All the records below must be returned exactly as they stand.
[Opening Provided data section]
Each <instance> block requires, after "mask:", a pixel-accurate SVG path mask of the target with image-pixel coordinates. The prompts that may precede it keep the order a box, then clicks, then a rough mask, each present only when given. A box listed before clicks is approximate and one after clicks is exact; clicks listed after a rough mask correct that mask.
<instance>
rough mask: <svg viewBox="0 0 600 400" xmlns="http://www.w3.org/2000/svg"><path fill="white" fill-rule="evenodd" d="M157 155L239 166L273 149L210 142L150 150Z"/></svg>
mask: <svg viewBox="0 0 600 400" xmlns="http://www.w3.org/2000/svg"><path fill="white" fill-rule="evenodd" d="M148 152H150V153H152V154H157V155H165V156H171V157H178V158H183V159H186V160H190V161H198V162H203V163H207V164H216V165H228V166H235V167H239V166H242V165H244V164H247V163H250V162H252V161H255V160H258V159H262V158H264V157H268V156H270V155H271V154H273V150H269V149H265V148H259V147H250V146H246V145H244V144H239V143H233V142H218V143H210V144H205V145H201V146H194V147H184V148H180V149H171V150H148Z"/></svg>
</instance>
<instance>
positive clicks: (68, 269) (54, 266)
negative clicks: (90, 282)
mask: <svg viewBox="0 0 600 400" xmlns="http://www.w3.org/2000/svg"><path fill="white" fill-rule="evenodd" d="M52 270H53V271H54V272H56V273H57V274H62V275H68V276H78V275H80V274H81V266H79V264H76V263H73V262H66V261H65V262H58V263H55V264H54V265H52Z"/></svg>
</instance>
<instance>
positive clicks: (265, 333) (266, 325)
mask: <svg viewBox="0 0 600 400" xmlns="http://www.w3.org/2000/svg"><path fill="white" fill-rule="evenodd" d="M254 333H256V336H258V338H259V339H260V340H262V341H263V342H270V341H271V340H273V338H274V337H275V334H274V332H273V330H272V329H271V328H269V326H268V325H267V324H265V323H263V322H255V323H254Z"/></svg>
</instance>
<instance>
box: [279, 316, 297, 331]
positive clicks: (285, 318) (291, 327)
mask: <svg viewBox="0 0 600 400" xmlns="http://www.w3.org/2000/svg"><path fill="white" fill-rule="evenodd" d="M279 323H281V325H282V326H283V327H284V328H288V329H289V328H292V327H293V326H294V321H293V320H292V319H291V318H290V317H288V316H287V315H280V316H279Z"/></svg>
[Closing Provided data section]
:: Solved exercise ::
Each <instance> block requires, after "mask:", a pixel-accurate SVG path mask of the target with image-pixel coordinates. The prompts that may precede it keep the order a box, then clicks, then a rough mask, each present only when given. A box listed before clicks is approximate and one after clicks is exact; clicks listed after a rough mask correct that mask.
<instance>
rough mask: <svg viewBox="0 0 600 400" xmlns="http://www.w3.org/2000/svg"><path fill="white" fill-rule="evenodd" d="M157 155L239 166L273 149L210 142L150 150Z"/></svg>
mask: <svg viewBox="0 0 600 400" xmlns="http://www.w3.org/2000/svg"><path fill="white" fill-rule="evenodd" d="M148 152H150V153H152V154H157V155H165V156H171V157H178V158H183V159H186V160H190V161H198V162H203V163H207V164H216V165H228V166H235V167H239V166H242V165H244V164H247V163H250V162H252V161H255V160H258V159H262V158H264V157H268V156H270V155H271V154H273V150H269V149H265V148H259V147H250V146H246V145H244V144H239V143H233V142H218V143H210V144H205V145H201V146H194V147H184V148H180V149H171V150H148Z"/></svg>
</instance>
<instance>
positive clicks: (68, 269) (54, 266)
negative clicks: (90, 282)
mask: <svg viewBox="0 0 600 400" xmlns="http://www.w3.org/2000/svg"><path fill="white" fill-rule="evenodd" d="M52 270H53V271H54V272H56V273H57V274H62V275H68V276H78V275H80V274H81V266H79V264H76V263H73V262H66V261H65V262H58V263H55V264H54V265H52Z"/></svg>
</instance>
<instance>
positive clicks: (265, 333) (266, 325)
mask: <svg viewBox="0 0 600 400" xmlns="http://www.w3.org/2000/svg"><path fill="white" fill-rule="evenodd" d="M254 333H256V336H258V338H259V339H260V340H262V341H263V342H270V341H271V340H273V338H274V337H275V334H274V332H273V330H272V329H271V328H269V326H268V325H267V324H265V323H263V322H255V323H254Z"/></svg>
</instance>
<instance>
box: [279, 316, 297, 331]
positive clicks: (285, 318) (291, 327)
mask: <svg viewBox="0 0 600 400" xmlns="http://www.w3.org/2000/svg"><path fill="white" fill-rule="evenodd" d="M279 323H281V325H282V326H283V327H284V328H288V329H289V328H292V327H293V326H294V321H293V320H292V319H291V318H290V317H288V316H287V315H280V316H279Z"/></svg>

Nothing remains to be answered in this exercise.